- _Aim of the exercise_:
From the line containing "the blue flashing" to the end of the entries, return every line exactly, both ends included, and add nothing.

- _Exercise data_:
'''

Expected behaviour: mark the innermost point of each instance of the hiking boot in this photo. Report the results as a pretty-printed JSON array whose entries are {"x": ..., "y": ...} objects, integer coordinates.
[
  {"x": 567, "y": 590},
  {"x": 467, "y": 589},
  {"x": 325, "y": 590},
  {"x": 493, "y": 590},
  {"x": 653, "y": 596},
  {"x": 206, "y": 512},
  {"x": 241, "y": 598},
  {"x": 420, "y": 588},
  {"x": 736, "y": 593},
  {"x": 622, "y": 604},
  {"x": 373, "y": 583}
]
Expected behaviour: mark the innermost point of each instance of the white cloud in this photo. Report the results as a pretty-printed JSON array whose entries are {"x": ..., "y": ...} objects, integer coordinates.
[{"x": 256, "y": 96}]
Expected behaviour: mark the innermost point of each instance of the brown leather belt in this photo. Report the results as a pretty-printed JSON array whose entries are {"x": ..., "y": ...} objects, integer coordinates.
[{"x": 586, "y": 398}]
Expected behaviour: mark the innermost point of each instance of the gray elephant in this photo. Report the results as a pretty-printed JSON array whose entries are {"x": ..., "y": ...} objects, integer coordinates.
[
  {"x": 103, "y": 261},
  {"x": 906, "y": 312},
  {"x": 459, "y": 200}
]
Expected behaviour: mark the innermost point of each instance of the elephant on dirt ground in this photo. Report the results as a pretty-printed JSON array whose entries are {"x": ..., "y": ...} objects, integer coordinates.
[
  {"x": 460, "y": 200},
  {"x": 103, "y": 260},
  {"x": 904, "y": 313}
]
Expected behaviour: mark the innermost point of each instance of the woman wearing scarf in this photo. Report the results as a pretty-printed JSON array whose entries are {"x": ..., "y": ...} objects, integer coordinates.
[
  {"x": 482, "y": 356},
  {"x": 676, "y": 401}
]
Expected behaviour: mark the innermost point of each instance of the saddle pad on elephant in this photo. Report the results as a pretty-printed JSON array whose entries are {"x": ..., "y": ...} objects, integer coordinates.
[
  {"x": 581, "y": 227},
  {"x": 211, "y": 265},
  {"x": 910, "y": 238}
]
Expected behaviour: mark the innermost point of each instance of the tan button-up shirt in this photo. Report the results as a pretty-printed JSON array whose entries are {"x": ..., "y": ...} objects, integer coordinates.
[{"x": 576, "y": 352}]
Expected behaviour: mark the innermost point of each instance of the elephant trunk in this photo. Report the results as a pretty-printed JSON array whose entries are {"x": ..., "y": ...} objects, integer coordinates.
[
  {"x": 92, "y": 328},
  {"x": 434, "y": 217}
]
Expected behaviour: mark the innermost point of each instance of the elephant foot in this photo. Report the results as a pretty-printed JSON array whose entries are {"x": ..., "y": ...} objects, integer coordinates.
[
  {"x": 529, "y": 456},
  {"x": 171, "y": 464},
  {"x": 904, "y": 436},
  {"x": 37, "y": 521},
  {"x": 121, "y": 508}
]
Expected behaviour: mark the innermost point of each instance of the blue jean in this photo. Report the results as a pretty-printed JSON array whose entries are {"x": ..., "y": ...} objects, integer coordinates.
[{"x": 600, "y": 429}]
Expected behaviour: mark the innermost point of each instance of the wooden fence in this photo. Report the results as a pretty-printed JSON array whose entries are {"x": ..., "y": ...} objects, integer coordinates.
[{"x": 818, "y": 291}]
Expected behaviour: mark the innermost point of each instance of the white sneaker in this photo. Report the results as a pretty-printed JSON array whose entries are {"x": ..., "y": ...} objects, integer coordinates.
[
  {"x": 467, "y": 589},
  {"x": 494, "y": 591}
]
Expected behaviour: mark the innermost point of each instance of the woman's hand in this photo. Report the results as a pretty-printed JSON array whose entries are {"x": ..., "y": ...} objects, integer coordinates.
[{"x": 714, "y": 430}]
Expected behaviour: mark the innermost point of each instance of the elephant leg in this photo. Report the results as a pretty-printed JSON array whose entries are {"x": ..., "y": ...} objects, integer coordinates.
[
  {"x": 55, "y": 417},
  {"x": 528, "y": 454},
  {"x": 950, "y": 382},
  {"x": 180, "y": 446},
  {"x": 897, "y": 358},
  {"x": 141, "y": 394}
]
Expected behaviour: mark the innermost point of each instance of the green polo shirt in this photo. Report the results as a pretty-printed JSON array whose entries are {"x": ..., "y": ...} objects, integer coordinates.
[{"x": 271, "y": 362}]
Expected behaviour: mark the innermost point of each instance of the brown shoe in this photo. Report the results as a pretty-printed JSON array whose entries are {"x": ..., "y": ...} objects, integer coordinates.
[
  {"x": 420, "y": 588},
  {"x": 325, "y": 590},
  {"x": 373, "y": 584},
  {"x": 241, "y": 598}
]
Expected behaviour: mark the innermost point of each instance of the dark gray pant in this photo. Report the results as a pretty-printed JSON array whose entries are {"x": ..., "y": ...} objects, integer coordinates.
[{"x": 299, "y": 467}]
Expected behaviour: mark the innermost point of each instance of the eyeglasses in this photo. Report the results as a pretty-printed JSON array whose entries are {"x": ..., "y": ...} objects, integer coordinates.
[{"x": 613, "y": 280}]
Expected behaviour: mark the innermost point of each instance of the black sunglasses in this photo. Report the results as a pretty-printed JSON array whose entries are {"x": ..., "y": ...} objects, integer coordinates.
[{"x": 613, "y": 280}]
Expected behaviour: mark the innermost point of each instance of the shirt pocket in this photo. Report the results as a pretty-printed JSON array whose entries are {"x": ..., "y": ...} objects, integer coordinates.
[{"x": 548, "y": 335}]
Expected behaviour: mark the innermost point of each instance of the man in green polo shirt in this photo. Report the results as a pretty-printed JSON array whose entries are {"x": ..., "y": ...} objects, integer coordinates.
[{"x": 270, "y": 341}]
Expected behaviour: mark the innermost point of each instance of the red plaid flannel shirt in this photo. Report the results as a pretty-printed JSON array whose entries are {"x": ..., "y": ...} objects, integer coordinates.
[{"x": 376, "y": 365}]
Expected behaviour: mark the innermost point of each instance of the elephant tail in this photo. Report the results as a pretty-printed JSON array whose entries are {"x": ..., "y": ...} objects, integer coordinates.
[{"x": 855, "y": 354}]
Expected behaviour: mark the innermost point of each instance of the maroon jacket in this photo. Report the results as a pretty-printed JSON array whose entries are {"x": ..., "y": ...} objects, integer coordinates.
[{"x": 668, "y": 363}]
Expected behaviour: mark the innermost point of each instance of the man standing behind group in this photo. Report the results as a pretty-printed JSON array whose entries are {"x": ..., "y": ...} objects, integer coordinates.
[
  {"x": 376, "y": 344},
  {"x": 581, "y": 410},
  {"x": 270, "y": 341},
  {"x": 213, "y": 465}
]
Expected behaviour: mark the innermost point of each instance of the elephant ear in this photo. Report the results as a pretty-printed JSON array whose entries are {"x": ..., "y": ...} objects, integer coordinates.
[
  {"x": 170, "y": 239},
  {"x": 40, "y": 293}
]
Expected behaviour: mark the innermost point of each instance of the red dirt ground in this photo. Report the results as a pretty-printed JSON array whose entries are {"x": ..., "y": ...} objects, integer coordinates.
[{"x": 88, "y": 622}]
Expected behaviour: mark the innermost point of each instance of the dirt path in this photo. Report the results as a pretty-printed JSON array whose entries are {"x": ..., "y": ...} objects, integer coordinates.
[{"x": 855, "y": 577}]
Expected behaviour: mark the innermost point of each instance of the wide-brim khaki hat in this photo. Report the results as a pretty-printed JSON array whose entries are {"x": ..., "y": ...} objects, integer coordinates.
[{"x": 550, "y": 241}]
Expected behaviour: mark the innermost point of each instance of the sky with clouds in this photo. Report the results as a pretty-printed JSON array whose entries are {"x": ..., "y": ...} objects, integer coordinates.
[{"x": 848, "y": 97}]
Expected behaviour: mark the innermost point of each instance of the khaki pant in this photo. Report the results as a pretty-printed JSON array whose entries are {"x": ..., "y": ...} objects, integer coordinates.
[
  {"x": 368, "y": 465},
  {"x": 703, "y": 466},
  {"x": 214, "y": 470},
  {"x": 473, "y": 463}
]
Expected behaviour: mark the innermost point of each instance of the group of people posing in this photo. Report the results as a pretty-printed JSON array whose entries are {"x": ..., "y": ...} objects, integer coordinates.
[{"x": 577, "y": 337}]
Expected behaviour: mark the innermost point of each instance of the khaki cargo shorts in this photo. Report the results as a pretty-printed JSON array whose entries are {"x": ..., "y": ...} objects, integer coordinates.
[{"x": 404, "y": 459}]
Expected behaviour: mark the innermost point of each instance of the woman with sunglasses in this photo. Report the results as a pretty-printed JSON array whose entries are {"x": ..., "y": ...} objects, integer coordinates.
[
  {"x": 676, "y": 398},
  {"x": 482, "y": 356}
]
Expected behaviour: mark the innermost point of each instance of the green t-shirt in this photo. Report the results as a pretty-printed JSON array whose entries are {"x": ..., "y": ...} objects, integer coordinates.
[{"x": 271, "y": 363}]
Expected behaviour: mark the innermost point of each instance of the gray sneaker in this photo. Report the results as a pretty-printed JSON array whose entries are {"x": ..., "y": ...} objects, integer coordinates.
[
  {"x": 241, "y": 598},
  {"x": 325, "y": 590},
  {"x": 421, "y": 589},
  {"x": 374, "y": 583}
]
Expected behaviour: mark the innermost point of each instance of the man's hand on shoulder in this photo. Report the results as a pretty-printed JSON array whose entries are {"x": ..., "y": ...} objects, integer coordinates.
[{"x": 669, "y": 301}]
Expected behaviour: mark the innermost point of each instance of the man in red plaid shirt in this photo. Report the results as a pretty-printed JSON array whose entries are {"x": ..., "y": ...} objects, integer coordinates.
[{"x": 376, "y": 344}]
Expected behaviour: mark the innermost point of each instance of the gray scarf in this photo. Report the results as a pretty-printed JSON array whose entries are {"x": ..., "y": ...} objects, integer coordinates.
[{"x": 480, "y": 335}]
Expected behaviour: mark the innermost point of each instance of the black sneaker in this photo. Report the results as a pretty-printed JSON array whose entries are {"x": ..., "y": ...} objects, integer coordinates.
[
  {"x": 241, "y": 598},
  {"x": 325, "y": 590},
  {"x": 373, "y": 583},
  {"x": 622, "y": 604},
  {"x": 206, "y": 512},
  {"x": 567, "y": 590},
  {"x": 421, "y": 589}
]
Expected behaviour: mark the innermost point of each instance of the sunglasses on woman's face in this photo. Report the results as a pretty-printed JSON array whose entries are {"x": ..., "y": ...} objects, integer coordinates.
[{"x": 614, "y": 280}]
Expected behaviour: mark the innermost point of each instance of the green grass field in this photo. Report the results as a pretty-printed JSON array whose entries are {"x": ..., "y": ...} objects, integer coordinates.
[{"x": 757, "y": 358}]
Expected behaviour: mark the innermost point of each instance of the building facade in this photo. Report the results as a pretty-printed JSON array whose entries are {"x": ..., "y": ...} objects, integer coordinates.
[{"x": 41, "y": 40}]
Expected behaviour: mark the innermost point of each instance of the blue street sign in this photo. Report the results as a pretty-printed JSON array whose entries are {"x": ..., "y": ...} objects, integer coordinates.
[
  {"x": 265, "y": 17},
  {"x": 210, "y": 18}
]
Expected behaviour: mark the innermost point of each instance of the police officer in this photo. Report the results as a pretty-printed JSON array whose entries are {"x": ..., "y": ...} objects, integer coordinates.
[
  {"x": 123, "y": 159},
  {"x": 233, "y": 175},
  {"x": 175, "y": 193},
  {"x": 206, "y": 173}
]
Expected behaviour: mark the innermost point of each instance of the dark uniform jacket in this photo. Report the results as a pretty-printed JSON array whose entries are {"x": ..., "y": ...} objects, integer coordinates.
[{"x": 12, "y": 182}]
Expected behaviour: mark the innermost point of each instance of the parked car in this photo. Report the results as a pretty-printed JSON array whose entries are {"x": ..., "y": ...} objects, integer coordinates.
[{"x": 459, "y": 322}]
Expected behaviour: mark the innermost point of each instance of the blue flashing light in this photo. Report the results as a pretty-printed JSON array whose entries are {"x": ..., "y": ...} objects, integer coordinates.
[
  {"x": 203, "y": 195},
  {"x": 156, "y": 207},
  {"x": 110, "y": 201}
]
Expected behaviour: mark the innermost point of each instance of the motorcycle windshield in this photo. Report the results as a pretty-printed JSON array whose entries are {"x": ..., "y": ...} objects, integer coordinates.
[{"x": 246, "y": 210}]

'''

- _Exercise response_:
Expected behaviour: mark the innermost point of each instance of the blue flashing light in this photo. Report the results as a pretty-printed JSON array whose entries are {"x": ..., "y": ...} objects, integer coordinates.
[
  {"x": 203, "y": 195},
  {"x": 156, "y": 207},
  {"x": 110, "y": 201}
]
Expected behaviour: mark the innermost point of each instance of the motorcycle windshield in this photo. Report the results as a pretty-printed JSON array whose entries are {"x": ..., "y": ...} objects, integer coordinates.
[{"x": 246, "y": 210}]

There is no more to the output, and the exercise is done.